In the material below, change every "instance" to "occurrence" and reproduce the lines with nothing else altered. Omit the pictures from your answer.

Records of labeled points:
────────
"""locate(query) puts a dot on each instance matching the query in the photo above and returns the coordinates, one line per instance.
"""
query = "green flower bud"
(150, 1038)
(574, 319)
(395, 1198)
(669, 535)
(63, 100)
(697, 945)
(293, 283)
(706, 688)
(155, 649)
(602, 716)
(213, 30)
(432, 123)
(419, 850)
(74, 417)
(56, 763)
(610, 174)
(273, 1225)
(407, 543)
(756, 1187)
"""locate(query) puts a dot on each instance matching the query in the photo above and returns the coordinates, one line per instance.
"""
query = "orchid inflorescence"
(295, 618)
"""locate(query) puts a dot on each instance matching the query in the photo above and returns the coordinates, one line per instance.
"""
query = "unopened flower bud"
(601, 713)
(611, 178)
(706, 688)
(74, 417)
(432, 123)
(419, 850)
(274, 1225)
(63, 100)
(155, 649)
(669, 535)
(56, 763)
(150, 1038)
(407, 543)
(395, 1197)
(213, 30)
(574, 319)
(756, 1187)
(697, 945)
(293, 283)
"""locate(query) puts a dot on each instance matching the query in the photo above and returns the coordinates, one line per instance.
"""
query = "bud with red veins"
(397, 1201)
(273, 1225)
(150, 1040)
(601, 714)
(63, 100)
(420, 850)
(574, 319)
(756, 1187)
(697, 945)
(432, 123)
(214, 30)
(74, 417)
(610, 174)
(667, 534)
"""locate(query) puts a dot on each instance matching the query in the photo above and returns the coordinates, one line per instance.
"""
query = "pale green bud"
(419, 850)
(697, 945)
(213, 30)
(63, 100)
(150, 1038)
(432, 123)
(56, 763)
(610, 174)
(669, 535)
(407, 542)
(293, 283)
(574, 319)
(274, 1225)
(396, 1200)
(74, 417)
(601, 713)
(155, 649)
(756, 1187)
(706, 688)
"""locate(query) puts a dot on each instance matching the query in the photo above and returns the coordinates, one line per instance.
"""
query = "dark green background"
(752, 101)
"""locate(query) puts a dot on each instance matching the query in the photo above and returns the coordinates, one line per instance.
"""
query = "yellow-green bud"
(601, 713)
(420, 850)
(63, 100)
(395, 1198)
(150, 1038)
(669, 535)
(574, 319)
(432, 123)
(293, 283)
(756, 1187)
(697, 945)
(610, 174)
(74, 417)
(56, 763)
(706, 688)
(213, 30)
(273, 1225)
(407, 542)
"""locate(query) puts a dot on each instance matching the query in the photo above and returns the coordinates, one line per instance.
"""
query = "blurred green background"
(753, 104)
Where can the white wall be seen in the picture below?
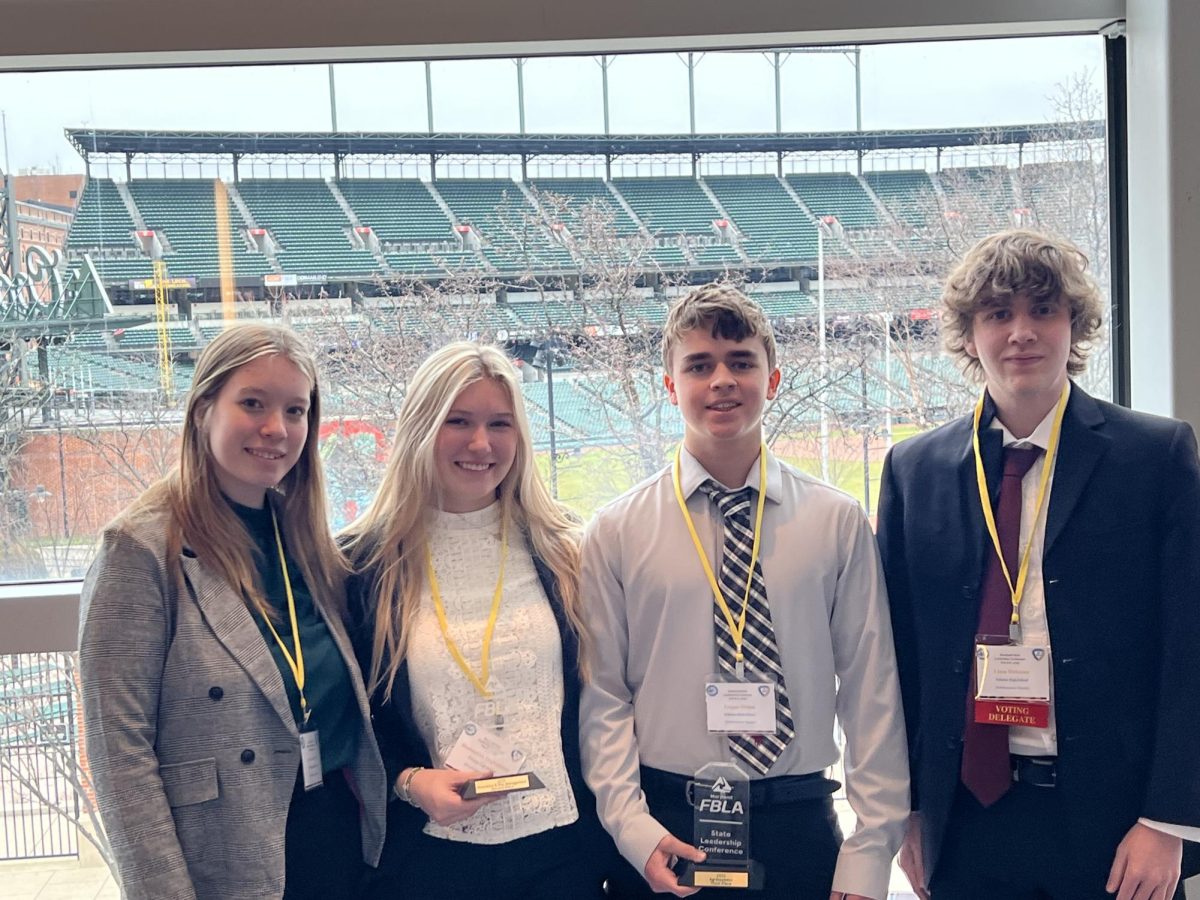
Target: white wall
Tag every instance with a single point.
(35, 31)
(1164, 205)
────────
**Answer to this exercise:**
"""locate(query) puts a dot on each occurrence matching the query in the photo above and returns the coordinates, one line per occurrence.
"""
query = "green flower bud"
(150, 1038)
(574, 319)
(395, 1198)
(669, 535)
(63, 100)
(697, 945)
(293, 283)
(706, 688)
(155, 649)
(602, 716)
(213, 30)
(432, 123)
(419, 850)
(74, 417)
(56, 763)
(610, 174)
(273, 1225)
(407, 543)
(756, 1187)
"""locate(query) puts a dot on each occurrence matching the query in the photo above and returns the coordinates, one line per occurrence.
"""
query = "orchid inflorescence"
(295, 618)
"""locate(query) puts a dot on each occurrence matching the query in the photo above and returns the coordinates, one line per occurrence.
"""
query = "unopened flower bud"
(601, 713)
(611, 178)
(706, 688)
(74, 417)
(432, 123)
(419, 850)
(274, 1225)
(63, 100)
(155, 649)
(669, 535)
(56, 763)
(150, 1038)
(407, 543)
(395, 1197)
(213, 30)
(574, 319)
(756, 1187)
(697, 945)
(293, 283)
"""locate(query) puts a dot on each occurrence matching the query in the photo above and returns the coordinates, one line per occurrence.
"""
query = "bud with red veins"
(397, 1201)
(273, 1225)
(150, 1040)
(601, 714)
(63, 100)
(420, 850)
(574, 319)
(756, 1187)
(697, 945)
(432, 123)
(214, 30)
(74, 417)
(610, 174)
(667, 534)
"""locate(query) puts a dot on each occurrence matching the query in the photo above and returns the coordinates, one line per occurrence.
"""
query = "pale green bud"
(419, 850)
(697, 945)
(213, 30)
(63, 100)
(150, 1038)
(432, 123)
(56, 763)
(610, 174)
(669, 535)
(407, 542)
(293, 283)
(574, 319)
(274, 1225)
(396, 1200)
(74, 417)
(601, 713)
(155, 649)
(756, 1187)
(706, 688)
"""locate(query) puts a dot on each occurrence matching the query in the photo above and returns the coordinates, one line per occurrence.
"""
query = "dark green background"
(752, 101)
"""locate(query) puts a dot on each occurrence matching the query in the photo above and returns the coordinates, one line per occurrence.
"""
query = "yellow-green bud"
(601, 713)
(420, 850)
(63, 100)
(395, 1198)
(150, 1038)
(669, 535)
(574, 319)
(432, 123)
(293, 283)
(756, 1187)
(697, 945)
(610, 174)
(74, 417)
(56, 763)
(706, 688)
(213, 30)
(273, 1225)
(407, 542)
"""locate(query) puts a dot on each occurrence matching the query in the photo above and returns the coordinates, one line per occurrence.
"""
query = "blurred green background"
(753, 104)
Where can the white wall be seen in the picture below?
Target: white wall
Tag every occurrence with a single point.
(35, 31)
(1164, 205)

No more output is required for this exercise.